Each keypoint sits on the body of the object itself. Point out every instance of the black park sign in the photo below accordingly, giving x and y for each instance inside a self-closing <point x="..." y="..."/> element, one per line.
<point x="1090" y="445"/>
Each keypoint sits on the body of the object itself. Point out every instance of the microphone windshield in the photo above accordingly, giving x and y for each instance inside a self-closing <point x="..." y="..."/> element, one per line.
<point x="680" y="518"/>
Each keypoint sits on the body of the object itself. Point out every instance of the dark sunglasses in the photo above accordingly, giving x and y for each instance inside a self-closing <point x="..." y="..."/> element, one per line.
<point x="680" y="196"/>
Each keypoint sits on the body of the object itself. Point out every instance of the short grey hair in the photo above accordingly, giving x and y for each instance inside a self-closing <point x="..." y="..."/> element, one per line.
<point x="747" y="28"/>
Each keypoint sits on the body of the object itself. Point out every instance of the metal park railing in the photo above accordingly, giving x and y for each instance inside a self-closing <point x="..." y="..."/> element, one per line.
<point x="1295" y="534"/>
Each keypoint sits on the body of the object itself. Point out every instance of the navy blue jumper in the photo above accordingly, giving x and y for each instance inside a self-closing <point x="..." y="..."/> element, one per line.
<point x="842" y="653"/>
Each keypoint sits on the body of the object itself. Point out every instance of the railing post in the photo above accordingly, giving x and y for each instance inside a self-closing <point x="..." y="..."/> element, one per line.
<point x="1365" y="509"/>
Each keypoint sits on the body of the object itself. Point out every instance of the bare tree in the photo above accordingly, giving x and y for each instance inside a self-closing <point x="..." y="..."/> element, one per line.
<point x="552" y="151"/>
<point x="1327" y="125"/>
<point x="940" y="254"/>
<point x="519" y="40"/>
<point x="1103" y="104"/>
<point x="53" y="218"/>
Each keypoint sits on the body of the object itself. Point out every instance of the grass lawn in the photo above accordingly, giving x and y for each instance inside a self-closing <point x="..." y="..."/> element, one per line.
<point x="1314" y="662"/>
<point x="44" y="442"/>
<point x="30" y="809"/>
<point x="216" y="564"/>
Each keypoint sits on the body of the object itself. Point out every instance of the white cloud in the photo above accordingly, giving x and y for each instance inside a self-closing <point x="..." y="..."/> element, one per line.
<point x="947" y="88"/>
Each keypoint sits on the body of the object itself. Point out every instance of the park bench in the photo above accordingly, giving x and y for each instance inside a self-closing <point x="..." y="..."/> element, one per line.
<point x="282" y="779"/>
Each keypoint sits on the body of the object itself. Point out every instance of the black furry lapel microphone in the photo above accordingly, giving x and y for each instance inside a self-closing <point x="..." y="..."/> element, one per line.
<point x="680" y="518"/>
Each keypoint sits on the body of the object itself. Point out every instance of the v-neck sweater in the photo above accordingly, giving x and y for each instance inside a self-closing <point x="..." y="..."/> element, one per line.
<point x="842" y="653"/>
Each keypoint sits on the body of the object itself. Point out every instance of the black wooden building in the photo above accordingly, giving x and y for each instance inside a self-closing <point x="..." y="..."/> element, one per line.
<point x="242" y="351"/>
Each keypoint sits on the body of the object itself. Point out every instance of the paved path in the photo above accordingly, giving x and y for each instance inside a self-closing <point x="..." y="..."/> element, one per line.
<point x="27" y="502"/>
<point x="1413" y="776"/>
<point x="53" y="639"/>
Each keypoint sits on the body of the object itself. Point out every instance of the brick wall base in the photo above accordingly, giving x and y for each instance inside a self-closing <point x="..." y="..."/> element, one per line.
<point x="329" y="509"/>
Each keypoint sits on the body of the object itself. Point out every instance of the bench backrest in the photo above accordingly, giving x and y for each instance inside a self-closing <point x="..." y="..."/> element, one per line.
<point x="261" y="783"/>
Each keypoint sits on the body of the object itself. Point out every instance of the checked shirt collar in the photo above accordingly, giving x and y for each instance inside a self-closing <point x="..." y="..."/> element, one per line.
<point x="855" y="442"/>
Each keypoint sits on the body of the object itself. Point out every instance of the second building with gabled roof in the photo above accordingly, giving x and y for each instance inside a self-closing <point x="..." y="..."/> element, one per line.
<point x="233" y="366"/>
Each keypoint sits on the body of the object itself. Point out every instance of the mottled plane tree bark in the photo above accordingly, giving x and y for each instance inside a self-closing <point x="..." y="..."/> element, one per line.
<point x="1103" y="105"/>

## Exercise goal
Repeat exactly the lines above, starting with the line that contains "of the v-neck" and ending with the last line, both included, and nothing else.

## Task response
Each keypoint sits on the body of the object itself. Point out every instance of the v-neck sweater in the photo above accordingly, giving x and y for each instance inside a self-closing <point x="..." y="..."/> element, one per line.
<point x="842" y="653"/>
Each keypoint sits on the body of the object itself. Point out every instance of the black wooden building in the photo above accordingly, giving x and y for each instance inside a self-closing <point x="..." y="..."/> element, one per line.
<point x="242" y="351"/>
Each keypoint sits on the body of the object itself. Point out every instance of the paved path in the photo above accordingly, giving x and y for each instance inside a self-closing <point x="..." y="..."/> element, one per line.
<point x="27" y="502"/>
<point x="1413" y="776"/>
<point x="53" y="639"/>
Each keypoint sits on the body of the object itself. Point out every instance of the brick wall base in the photo above accordingly, giving x and y for each instance inside a self-closing <point x="..." y="..."/> element, one per line.
<point x="329" y="509"/>
Each keypoint sits on the body of the object itself. Point out every instance of the bench backrest in the photo above accordingly, giving x and y for each instance inside a self-closing <point x="..." y="..."/> element, one per line.
<point x="261" y="783"/>
Each keypoint sits on the body of the object itself. Point out every instance of the checked shirt collar in the photo above accordingly, giving x and y for each instance inside a self-closing <point x="..." y="..."/> element, one per line.
<point x="855" y="442"/>
Each keypoint sits on the body of the object itself. Point out every instance of the second building with gabled roof in the photo above accordingly, giving x and y for each instance inside a self-closing <point x="..." y="..."/> element, one per line.
<point x="233" y="366"/>
Each keypoint sits on the body of the object itself. Point out every instance of the mottled plane tree bark in the photo above accordingly, giving x and y for each instance inside a self-closing <point x="..." y="..."/> element, one per line.
<point x="1103" y="105"/>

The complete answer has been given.